• **AIM**:
Please reproduce the listing below line for line, without the pictures.

• **RECORDS SUPPLIED**:
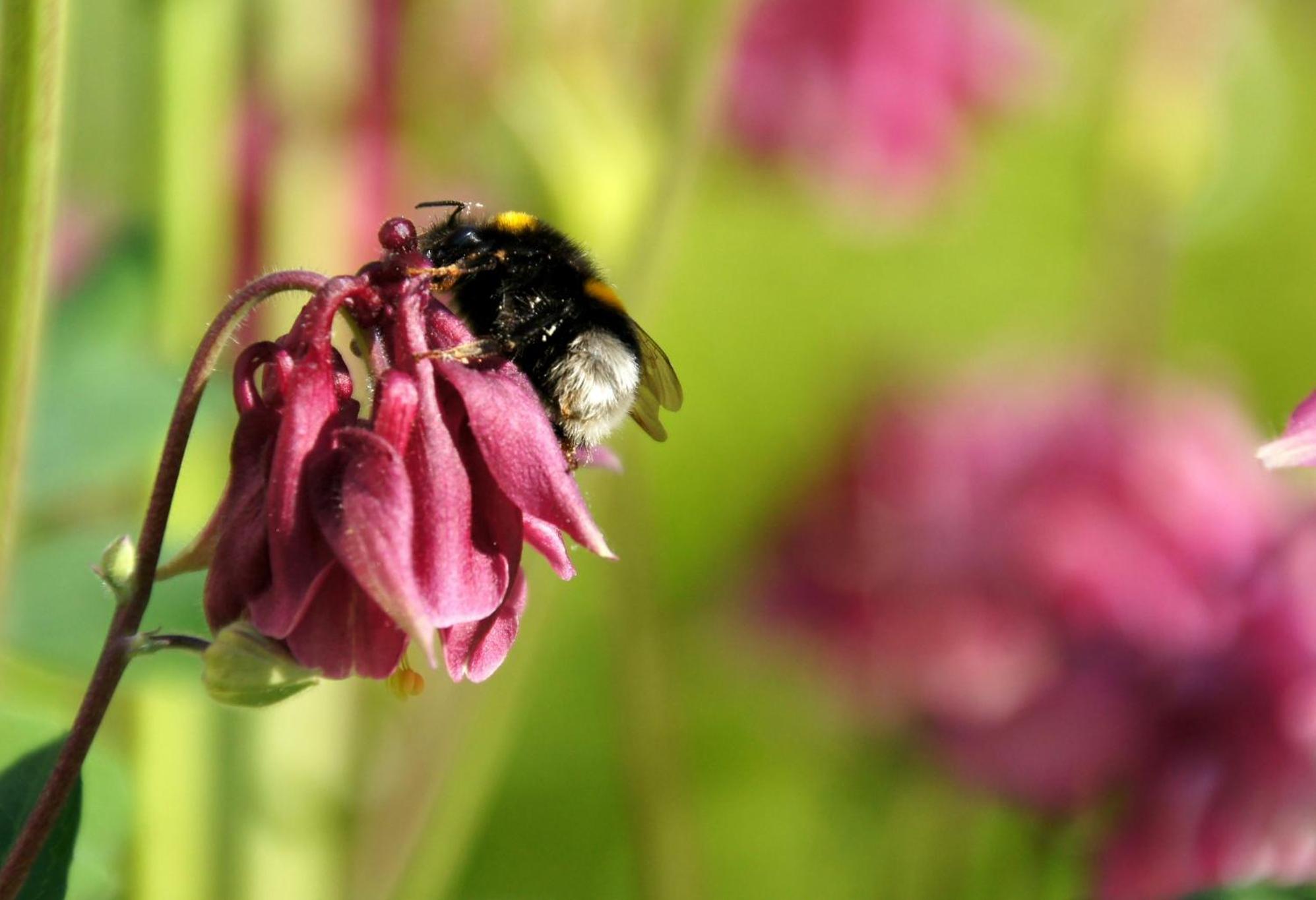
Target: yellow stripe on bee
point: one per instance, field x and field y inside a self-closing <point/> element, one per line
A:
<point x="603" y="294"/>
<point x="515" y="222"/>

• **COMPLETED EXERCISE**:
Target: yellow stripe on bee
point: one per instance, field x and field y inside a self-closing <point/> element, one per line
A:
<point x="603" y="294"/>
<point x="515" y="222"/>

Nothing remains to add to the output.